DIRECTION:
Every entry below should be repeated exactly; the pictures should not.

SUPPLIED RECORDS:
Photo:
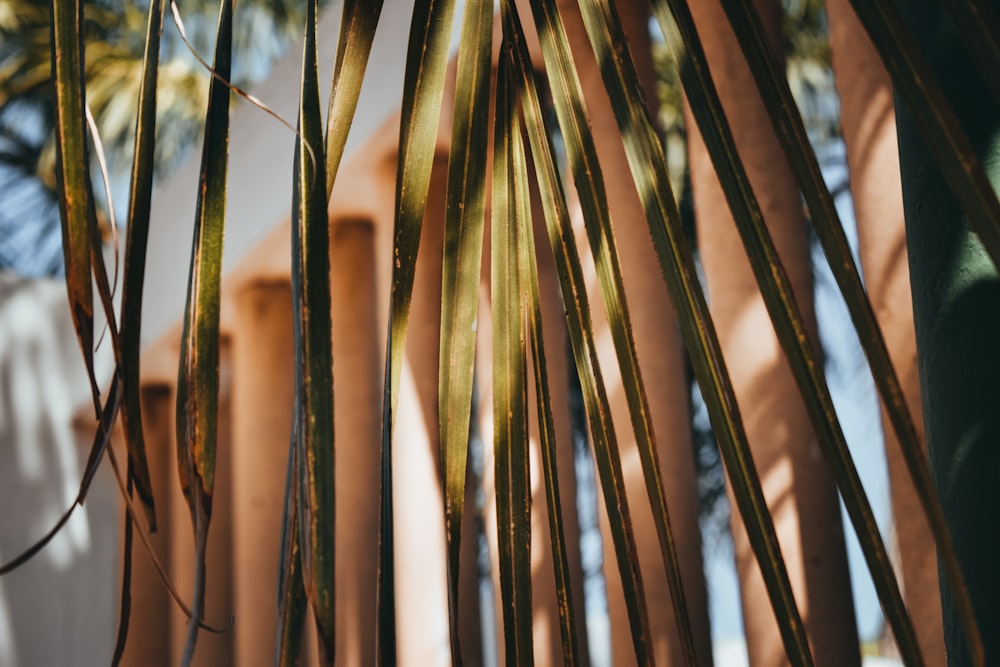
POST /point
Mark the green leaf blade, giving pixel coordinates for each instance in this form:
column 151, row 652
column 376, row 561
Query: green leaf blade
column 198, row 374
column 136, row 242
column 460, row 274
column 313, row 353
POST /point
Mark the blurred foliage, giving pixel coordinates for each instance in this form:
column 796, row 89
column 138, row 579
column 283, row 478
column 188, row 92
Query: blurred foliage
column 115, row 35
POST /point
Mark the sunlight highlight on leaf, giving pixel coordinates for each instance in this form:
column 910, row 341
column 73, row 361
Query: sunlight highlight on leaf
column 575, row 299
column 72, row 176
column 460, row 275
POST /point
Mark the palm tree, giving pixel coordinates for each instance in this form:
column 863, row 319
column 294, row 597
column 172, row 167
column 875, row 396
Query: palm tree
column 309, row 566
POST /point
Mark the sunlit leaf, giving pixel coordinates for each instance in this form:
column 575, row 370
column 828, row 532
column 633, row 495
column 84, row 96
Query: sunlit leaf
column 460, row 274
column 357, row 31
column 581, row 337
column 423, row 86
column 581, row 150
column 72, row 174
column 560, row 560
column 510, row 425
column 198, row 374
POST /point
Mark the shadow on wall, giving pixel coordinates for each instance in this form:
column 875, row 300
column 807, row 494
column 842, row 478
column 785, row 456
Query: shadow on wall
column 59, row 608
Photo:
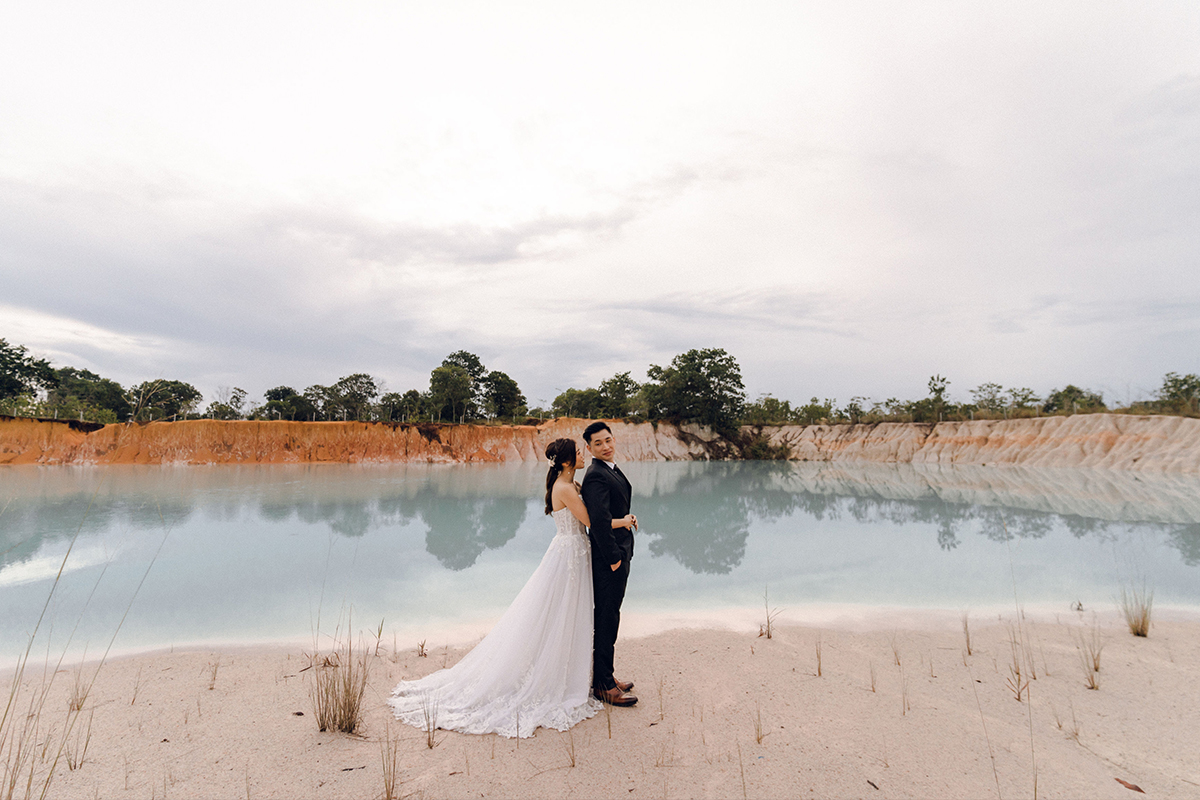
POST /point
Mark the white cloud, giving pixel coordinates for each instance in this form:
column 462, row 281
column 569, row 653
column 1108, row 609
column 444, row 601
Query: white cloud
column 847, row 198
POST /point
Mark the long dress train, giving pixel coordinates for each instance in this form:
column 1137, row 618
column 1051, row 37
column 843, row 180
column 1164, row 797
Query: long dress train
column 534, row 668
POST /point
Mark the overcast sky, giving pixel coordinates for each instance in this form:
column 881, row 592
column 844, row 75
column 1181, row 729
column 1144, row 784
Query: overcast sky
column 846, row 197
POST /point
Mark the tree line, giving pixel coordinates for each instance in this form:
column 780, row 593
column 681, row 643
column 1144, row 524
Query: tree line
column 701, row 386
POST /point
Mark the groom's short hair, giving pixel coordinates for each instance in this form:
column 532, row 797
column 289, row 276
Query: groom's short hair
column 594, row 428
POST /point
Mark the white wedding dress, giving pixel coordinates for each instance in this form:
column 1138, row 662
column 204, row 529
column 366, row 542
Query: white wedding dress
column 534, row 668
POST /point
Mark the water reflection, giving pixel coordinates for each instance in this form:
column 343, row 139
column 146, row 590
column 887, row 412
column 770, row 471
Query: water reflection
column 251, row 553
column 700, row 515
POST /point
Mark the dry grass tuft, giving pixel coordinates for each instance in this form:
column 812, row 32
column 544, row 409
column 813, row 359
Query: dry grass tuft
column 759, row 733
column 1018, row 679
column 339, row 683
column 430, row 711
column 1090, row 648
column 76, row 751
column 660, row 685
column 767, row 629
column 79, row 689
column 389, row 752
column 1135, row 606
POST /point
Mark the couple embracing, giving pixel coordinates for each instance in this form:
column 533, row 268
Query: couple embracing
column 549, row 661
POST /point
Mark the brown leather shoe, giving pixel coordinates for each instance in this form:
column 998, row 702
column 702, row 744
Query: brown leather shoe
column 613, row 697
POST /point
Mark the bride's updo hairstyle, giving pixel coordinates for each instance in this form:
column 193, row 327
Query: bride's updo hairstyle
column 558, row 452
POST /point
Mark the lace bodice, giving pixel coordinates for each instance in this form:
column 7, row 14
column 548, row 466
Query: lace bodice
column 534, row 668
column 567, row 524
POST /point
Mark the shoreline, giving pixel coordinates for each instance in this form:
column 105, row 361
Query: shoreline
column 223, row 722
column 839, row 618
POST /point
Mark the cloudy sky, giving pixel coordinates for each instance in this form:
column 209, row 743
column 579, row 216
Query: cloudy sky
column 846, row 197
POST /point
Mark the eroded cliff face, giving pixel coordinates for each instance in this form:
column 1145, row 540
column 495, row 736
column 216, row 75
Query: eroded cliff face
column 209, row 441
column 1107, row 440
column 1104, row 440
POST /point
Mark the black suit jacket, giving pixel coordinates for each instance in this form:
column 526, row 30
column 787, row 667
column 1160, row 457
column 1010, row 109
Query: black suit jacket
column 607, row 495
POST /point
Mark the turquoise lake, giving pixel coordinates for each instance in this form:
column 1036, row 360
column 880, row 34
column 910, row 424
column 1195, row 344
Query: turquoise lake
column 228, row 554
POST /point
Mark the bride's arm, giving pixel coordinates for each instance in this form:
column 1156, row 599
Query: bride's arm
column 573, row 500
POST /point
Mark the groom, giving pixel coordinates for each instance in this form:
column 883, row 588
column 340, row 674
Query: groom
column 606, row 494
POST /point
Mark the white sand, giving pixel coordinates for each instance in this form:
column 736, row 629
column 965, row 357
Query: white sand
column 160, row 729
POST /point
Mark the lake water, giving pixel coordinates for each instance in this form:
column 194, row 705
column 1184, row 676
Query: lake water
column 270, row 553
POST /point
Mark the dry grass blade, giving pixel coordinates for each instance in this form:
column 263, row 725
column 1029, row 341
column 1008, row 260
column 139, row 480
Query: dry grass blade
column 77, row 751
column 430, row 711
column 767, row 629
column 1017, row 680
column 1135, row 606
column 389, row 752
column 1090, row 647
column 79, row 689
column 339, row 683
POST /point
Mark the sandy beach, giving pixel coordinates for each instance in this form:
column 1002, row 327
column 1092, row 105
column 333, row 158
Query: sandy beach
column 723, row 714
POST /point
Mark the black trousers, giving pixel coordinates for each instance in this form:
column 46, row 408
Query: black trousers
column 609, row 591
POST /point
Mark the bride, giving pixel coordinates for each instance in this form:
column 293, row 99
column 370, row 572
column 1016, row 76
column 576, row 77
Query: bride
column 534, row 668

ANSWER TO THIS PROBLEM:
Photo:
POST /point
Mark the green leaf blade, giving pixel coordinates for each instance in this form:
column 151, row 652
column 376, row 561
Query: green leaf blade
column 198, row 374
column 136, row 242
column 460, row 274
column 313, row 353
POST /point
Mark the blurred foliage, giving pixel coordinates for each instance in this form:
column 796, row 89
column 138, row 579
column 283, row 478
column 188, row 92
Query: blurred foliage
column 115, row 35
POST /point
Mark the sunlight highlight on leaf, giving pixel coordinates for each instance in this form:
column 910, row 341
column 73, row 361
Query: sunlight highlight on leaf
column 575, row 299
column 72, row 176
column 460, row 275
POST /point
Mark the palm tree, giving pixel coordinates for each instance in this form:
column 863, row 319
column 294, row 597
column 172, row 167
column 875, row 396
Query: palm tree
column 309, row 566
POST /point
Mark the sunlit leaf, giving pixel coordinates for each instance in this form:
column 575, row 370
column 828, row 532
column 633, row 495
column 84, row 96
Query: sunlit leaf
column 460, row 274
column 357, row 31
column 581, row 337
column 423, row 86
column 581, row 150
column 72, row 174
column 560, row 560
column 510, row 425
column 198, row 374
POST /point
Mark the shadow on wall, giving pixel coordinates for each instance in this form:
column 875, row 300
column 807, row 494
column 842, row 478
column 785, row 456
Query: shadow on wall
column 59, row 608
Photo:
POST /point
Mark the white cloud, giving pixel coordinates for each instance in this form:
column 462, row 281
column 569, row 653
column 1108, row 609
column 444, row 601
Query: white cloud
column 847, row 198
POST /point
Mark the long dress train, giving pixel coordinates for each instance in this form:
column 1137, row 618
column 1051, row 37
column 843, row 180
column 1164, row 797
Query: long dress train
column 534, row 668
POST /point
Mark the overcast sky, giving pixel coordinates for each instance in this form:
column 881, row 592
column 844, row 75
column 1181, row 729
column 1144, row 784
Query: overcast sky
column 846, row 197
POST /point
Mark the tree line, giving pixel coordinates for each instance in this form:
column 780, row 593
column 681, row 643
column 1144, row 524
Query: tree line
column 701, row 386
POST /point
Mark the groom's short hair, giving pixel coordinates for each instance in this form:
column 532, row 797
column 289, row 276
Query: groom's short hair
column 594, row 428
POST /point
Mark the white wedding dress, giving pixel coordinates for each instance in this form:
column 1138, row 662
column 204, row 529
column 366, row 542
Query: white wedding dress
column 534, row 668
POST /point
Mark the water reflection, giving pixel coordinates for each instance in this form:
column 343, row 139
column 146, row 590
column 887, row 412
column 770, row 471
Query: water reflection
column 251, row 553
column 700, row 515
POST /point
Mark the dry grass tuft, giving pixel coordinates for each instance in this form:
column 812, row 32
column 544, row 409
column 813, row 359
Query: dry grass tuft
column 759, row 733
column 1018, row 679
column 339, row 683
column 430, row 711
column 1090, row 648
column 76, row 751
column 660, row 685
column 767, row 629
column 79, row 689
column 389, row 752
column 1135, row 606
POST /point
Mark the couple embracing, giving pixel coordinates for each instance in this form:
column 533, row 268
Query: couple embracing
column 549, row 661
POST /point
Mark the brown leather shoe, giving pixel coordinates for each instance in this form:
column 998, row 702
column 702, row 744
Query: brown leather shoe
column 613, row 697
POST /point
Mark the bride's updo hairstyle, giving pixel coordinates for each instance in this form:
column 193, row 327
Query: bride's updo hairstyle
column 558, row 452
POST /point
Mark the lace bodice, giving pixel coordinates for each instance in this form:
column 7, row 14
column 548, row 466
Query: lace bodice
column 534, row 668
column 567, row 524
POST /point
Mark the shoreline, giving pixel coordinates for each instance in this form:
column 105, row 361
Query: shoreline
column 223, row 722
column 839, row 618
POST /point
Mark the cloudy sky, giving pixel coordinates for each instance in this form:
column 209, row 743
column 579, row 216
Query: cloudy sky
column 846, row 197
POST /point
Mark the eroded cliff face, giving pixel coordinates for each instance in this form:
column 1145, row 540
column 495, row 736
column 216, row 75
Query: eroded cliff face
column 209, row 441
column 1107, row 440
column 1104, row 440
POST /point
Mark the black suit jacket, giving pixel coordinates for each instance in this form:
column 526, row 30
column 787, row 667
column 1160, row 457
column 1010, row 109
Query: black suit jacket
column 607, row 495
POST /point
Mark the turquoise lake, giving pixel coordinates for each instance in this form:
column 1036, row 360
column 880, row 34
column 910, row 424
column 1195, row 344
Query: turquoise lake
column 228, row 554
POST /point
Mark the bride's arm, giving pixel coordinates for each instance in this form:
column 1156, row 599
Query: bride's arm
column 573, row 500
POST /point
Mark the groom, giving pixel coordinates for each instance in this form:
column 883, row 588
column 340, row 674
Query: groom
column 606, row 494
POST /point
Mark the white sand, giving pixel coordinates for each instance in this form:
column 736, row 629
column 965, row 357
Query: white sand
column 160, row 729
POST /point
Mark the lake water, giving pixel coordinates for each instance in this form:
column 194, row 705
column 1184, row 676
Query: lake water
column 270, row 553
POST /point
Mark the dry grass blade, giving pixel coordinates for each instance in this form:
column 263, row 725
column 1029, row 341
column 1008, row 260
column 139, row 480
Query: dry grass blade
column 77, row 751
column 430, row 711
column 767, row 629
column 1017, row 680
column 1135, row 606
column 389, row 752
column 1090, row 647
column 79, row 689
column 339, row 683
POST /point
Mark the sandy beach, giving pixel coordinates for each instance in this form:
column 1002, row 327
column 1092, row 105
column 333, row 158
Query: sandy beach
column 723, row 714
POST /point
Mark the black trousers, giving pixel coordinates for each instance in this form:
column 46, row 408
Query: black trousers
column 609, row 591
POST /point
Mark the bride, giving pixel coordinates for each instance in this form:
column 293, row 99
column 370, row 572
column 1016, row 76
column 576, row 77
Query: bride
column 534, row 668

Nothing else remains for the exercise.